*Passage to read*.
5. Improving backplane: A series of switches, when stacked together, improves the backplane of the switches in stack also.

=== Drawbacks ===
Compared with a modular chassis switch, stackable switches have these drawbacks:
1. For locations needing numerous ports, a modular chassis may cost less. With stackable switching, each unit in a stack has its own enclosure and at minimum a single power supply. With modular switching, there is one enclosure and one set of power supplies.
2. High-end modular switches have high-resiliency / high-redundancy features not available in all stackable architectures.
3. Additional overhead when sending stacking data between switches. Some stacking protocols add additional headers to frames, further increasing overhead.

== Functionality ==

Features associated with stackable switches can include:
- Single IP address for multiple units. Multiple switches can share one IP address for administrative purposes, thus conserving IP addresses.
- Single management view from multiple interfaces. Stack-level views and commands can be provided from a single command line interface (CLI) and/or embedded Web interface. The SNMP view into the stack can be unified.
- Stacking resiliency. Multiple switches can have ways to bypass a “down” switch in a stack, thus allowing the remaining units to function as a stack even with a failed or removed unit.

*Tasks*.
**1.** In the text on stackable switches, what do some stacking protocols add to frames?
**2.** Pick up the text on stackable switches after its last sentence and continue it.

*Dataset entries*.
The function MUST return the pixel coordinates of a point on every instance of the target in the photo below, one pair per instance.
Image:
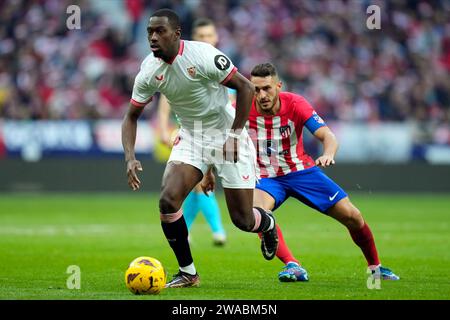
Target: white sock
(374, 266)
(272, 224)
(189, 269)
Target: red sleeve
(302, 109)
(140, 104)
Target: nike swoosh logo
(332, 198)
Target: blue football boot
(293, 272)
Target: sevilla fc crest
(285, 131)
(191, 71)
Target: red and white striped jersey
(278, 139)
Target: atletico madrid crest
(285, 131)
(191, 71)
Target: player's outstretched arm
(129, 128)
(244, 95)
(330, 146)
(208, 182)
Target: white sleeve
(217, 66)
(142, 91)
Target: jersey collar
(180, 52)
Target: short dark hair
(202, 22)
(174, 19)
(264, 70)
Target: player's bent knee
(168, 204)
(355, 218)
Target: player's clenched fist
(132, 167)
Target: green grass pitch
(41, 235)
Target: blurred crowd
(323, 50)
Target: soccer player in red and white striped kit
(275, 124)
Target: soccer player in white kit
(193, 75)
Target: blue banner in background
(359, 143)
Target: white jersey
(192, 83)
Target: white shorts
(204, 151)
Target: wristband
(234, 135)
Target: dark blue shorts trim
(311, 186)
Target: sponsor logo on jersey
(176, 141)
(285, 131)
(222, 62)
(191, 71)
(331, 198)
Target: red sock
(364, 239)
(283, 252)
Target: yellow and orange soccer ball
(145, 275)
==
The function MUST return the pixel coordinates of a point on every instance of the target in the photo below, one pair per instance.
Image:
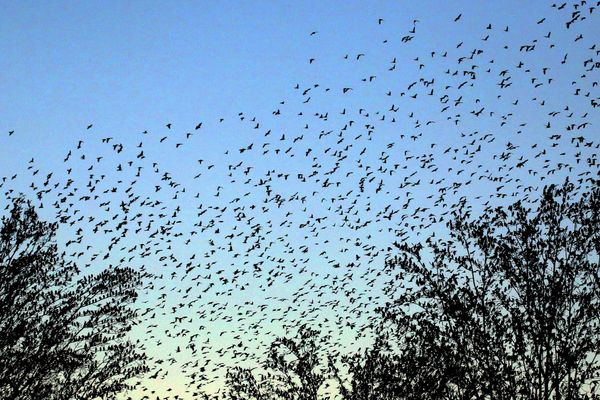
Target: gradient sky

*List of answers*.
**1.** Additional headers, which further increase overhead.

**2.**
- Layer 3 redundancy. Some stackable architectures allow for continued Layer 3 routing if there is a “down” switch in a stack. If routing is centralized in one unit in the stack, and that unit fails, then there must be a recovery mechanism to move routing to a backup unit in the stack.
- Mix and match of technology. Some stackable architectures allow for mixing switches of different technologies or from different product families, yet still achieve unified management. For example, some stacking allows for mixing of 10/100 and gigabit switches in a stack.
- Dedicated stacking bandwidth. Some switches come with built-in ports dedicated for stacking, which can preserve other ports for data network connections and can avoid the possible expense of an additional module to add stacking. Proprietary data handling or cables can be used to achieve higher bandwidths than standard gigabit or 10-gigabit connections.
- Link aggregation of ports on different units in the stack. Some stacking technologies allow for link aggregation from ports on different stacked switches either to other switches not in the stack (for example a core network) or to allow servers and other devices to have multiple connections to the stack for improved redundancy and throughput. Not all stackable switches support link aggregation across the stack.

There is not universal agreement as to the threshold for being a stackable versus being a standalone switch. Some companies call their switches stackable if they support a single IP address for multiple units even if they lack other features from this list. Some industry analysts have said a product is not a stackable if it lacks one of the above features (e.g., dedicated bandwidth).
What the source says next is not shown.